═════ Data supplied ═════

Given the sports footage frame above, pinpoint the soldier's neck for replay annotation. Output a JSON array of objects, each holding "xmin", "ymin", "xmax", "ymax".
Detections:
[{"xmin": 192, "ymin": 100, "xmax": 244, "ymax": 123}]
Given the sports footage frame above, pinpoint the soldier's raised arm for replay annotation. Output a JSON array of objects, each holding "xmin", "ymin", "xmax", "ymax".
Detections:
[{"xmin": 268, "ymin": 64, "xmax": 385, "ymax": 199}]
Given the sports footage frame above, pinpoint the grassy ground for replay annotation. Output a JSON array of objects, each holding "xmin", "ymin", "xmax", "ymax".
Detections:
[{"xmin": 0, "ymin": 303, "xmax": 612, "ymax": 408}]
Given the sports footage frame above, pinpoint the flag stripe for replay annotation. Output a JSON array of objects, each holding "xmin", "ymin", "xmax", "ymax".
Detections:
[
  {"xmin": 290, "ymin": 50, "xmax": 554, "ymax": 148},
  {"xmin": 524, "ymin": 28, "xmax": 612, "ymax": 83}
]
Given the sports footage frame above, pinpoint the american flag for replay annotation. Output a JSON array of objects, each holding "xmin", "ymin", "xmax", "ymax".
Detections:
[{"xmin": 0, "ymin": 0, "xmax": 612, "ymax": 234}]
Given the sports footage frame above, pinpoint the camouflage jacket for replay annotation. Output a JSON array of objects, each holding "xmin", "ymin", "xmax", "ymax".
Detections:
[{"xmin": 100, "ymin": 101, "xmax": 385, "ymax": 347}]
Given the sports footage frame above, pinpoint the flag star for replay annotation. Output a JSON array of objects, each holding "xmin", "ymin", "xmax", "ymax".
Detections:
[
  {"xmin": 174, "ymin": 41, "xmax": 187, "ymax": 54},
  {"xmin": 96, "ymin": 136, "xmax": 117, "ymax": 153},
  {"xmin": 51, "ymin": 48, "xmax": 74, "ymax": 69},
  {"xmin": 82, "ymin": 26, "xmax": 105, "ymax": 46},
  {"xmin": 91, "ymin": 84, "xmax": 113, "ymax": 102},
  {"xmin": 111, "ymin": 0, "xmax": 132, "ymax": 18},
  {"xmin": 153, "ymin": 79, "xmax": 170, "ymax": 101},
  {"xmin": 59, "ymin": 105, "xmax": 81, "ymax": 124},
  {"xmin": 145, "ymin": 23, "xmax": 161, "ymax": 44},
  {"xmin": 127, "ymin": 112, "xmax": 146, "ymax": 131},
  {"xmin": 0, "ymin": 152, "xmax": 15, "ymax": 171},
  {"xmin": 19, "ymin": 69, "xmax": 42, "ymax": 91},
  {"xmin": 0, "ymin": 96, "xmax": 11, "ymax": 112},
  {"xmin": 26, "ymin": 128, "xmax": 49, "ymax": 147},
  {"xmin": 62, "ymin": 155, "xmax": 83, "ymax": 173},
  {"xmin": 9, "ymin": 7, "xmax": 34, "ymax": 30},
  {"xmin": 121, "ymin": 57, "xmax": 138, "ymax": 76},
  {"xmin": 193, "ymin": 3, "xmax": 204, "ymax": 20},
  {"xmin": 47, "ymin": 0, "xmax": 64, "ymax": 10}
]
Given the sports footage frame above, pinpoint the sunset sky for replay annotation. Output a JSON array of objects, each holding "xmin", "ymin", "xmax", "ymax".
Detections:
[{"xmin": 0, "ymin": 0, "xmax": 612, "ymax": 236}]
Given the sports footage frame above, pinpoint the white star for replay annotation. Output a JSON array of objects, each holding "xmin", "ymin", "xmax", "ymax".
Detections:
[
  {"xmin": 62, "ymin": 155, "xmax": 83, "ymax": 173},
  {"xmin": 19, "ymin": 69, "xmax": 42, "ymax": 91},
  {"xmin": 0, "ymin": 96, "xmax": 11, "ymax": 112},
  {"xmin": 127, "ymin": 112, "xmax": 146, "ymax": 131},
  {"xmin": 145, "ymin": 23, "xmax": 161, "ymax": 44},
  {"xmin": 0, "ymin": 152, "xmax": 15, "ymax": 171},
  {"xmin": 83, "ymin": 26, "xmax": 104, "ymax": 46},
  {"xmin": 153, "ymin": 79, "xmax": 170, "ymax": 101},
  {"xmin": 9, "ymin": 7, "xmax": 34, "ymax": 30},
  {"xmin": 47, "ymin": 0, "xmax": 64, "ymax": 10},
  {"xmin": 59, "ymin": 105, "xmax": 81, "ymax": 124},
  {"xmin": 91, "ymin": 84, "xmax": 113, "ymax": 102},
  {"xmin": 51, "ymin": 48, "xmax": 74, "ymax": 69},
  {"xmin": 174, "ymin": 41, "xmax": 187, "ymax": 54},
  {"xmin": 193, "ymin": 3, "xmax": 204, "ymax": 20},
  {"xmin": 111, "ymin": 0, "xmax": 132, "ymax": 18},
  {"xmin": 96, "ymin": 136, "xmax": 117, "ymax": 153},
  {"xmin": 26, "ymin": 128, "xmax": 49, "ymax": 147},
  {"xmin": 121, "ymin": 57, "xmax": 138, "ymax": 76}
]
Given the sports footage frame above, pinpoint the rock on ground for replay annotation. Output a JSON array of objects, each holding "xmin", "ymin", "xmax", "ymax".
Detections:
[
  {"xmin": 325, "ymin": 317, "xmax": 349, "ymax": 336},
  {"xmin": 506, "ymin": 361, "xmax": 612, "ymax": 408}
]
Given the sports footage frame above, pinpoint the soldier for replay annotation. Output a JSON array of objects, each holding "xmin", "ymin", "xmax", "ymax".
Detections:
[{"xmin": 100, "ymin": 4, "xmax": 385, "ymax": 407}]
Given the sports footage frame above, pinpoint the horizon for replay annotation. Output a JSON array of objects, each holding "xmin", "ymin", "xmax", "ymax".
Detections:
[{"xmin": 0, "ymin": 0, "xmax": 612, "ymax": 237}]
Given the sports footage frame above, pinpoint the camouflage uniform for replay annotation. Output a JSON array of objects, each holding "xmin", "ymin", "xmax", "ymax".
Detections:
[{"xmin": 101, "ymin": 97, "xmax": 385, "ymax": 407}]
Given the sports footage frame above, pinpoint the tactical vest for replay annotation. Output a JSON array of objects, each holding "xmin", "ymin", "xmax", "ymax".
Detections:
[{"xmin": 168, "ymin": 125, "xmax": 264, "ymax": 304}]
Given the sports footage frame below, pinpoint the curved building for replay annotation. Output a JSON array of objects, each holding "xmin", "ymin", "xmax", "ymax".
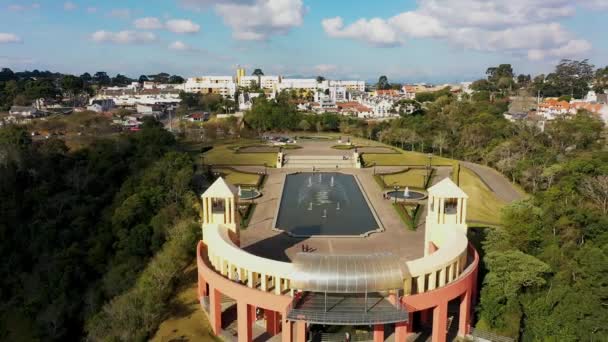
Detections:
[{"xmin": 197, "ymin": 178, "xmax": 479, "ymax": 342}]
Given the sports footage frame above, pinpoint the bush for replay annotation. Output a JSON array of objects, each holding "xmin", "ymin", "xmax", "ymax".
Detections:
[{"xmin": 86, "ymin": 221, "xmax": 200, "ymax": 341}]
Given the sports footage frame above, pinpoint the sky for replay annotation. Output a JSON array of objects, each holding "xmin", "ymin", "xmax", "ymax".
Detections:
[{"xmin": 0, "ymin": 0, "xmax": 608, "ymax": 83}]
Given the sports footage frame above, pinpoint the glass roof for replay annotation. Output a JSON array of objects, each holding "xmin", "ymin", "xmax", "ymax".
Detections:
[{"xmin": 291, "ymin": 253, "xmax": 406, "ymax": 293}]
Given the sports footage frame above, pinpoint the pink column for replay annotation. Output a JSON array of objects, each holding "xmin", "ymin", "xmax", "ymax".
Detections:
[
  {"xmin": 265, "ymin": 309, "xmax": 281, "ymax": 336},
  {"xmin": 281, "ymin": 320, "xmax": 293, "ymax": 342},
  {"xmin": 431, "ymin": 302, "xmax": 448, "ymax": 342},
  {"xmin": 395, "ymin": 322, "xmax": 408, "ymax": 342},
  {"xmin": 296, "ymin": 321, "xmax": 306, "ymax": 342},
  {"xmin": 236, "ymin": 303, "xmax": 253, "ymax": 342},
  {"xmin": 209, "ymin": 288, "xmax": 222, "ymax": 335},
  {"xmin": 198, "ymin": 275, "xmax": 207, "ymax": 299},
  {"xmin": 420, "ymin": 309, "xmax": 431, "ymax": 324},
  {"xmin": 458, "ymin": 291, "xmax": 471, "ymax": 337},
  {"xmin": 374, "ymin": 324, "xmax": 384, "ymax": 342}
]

═════
═════ Data supplied ═════

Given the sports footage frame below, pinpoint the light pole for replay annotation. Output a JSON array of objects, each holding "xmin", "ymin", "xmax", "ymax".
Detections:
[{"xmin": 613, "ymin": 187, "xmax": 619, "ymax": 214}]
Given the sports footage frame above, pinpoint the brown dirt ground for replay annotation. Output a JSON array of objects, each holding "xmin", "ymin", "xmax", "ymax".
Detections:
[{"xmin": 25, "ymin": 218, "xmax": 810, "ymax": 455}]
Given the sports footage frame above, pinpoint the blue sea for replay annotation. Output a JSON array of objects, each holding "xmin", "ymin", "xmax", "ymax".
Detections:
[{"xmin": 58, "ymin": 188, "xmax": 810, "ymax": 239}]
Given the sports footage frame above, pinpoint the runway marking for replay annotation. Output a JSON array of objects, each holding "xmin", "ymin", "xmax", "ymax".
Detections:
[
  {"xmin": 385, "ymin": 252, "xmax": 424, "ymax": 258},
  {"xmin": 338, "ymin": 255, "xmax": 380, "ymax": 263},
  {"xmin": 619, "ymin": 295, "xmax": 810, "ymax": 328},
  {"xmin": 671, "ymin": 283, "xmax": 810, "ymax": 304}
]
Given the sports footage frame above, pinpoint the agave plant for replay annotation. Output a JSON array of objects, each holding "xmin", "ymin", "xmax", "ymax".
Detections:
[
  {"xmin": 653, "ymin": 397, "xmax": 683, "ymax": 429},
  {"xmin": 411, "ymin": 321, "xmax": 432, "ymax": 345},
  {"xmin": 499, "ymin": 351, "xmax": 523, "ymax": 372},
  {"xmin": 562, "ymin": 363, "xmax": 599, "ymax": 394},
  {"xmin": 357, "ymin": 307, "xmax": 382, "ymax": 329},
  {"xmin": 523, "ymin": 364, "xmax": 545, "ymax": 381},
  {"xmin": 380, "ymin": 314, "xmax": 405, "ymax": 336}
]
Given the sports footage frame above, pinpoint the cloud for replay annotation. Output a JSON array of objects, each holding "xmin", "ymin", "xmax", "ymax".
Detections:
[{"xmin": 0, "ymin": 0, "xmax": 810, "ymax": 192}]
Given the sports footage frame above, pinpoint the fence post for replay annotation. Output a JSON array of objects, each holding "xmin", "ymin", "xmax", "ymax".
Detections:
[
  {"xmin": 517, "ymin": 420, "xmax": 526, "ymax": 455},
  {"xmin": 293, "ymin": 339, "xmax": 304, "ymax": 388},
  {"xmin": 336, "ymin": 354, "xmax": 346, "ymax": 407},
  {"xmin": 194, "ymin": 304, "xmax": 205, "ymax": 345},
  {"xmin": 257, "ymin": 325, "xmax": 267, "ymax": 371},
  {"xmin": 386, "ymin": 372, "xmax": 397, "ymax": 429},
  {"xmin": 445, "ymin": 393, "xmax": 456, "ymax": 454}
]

═════

**Goal of the exercise**. Please count the lines in the material above that contain the string "star", treating uppercase and lowercase as different, and give only the number.

**Response below**. 2